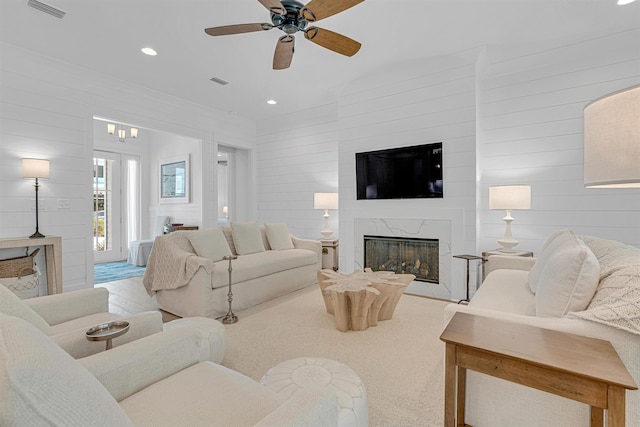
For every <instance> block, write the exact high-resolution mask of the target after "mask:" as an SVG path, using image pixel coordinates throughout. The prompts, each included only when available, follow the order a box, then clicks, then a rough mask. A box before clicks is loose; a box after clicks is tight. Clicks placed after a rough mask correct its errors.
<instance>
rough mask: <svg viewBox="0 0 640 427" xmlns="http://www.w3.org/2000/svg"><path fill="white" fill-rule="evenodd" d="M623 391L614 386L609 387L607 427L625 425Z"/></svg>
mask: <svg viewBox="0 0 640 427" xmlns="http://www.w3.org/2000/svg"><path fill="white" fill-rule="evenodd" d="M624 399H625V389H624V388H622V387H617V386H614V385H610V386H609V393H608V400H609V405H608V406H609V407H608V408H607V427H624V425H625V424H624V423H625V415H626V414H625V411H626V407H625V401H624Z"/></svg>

——

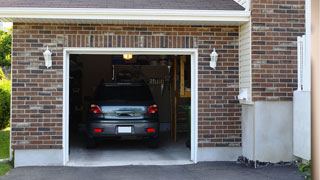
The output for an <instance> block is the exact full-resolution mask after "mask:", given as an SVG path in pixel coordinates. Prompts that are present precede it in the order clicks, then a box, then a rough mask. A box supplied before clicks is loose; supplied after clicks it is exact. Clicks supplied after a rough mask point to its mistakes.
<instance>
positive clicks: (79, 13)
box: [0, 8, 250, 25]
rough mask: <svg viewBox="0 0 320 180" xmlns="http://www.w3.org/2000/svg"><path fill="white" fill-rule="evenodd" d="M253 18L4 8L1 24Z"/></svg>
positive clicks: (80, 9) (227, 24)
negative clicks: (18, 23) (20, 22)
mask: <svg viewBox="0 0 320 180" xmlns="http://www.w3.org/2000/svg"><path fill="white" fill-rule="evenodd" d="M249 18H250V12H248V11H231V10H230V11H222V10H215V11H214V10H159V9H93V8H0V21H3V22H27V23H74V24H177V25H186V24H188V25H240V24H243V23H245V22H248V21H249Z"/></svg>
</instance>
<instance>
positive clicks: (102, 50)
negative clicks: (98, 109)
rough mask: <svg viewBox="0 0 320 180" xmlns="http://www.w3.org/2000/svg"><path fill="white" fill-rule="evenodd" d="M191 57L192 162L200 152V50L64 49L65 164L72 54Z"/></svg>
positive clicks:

——

Work instructions
Pick out every line above that contains the string "resolution", and copy each one in full.

Result for this exercise
For every <instance> block, write the exact high-resolution mask of the target after "mask:" as an SVG path, using image pixel coordinates throughout. The prompts, each included only when available, follow the order a box, then clicks, then a rough mask. A box before clicks is loose; a box after clicks is tight. Clicks placed after a rough mask correct its errors.
The output for an <instance> block is the exact full-resolution mask after "mask:", given as an SVG path in pixel coordinates. Prompts that are present precede it in the order clicks, then a box, then a rough mask. A box supplied before clicks is loose; supplied after clicks it is exact. Clicks supplied after a rough mask point to its mistakes.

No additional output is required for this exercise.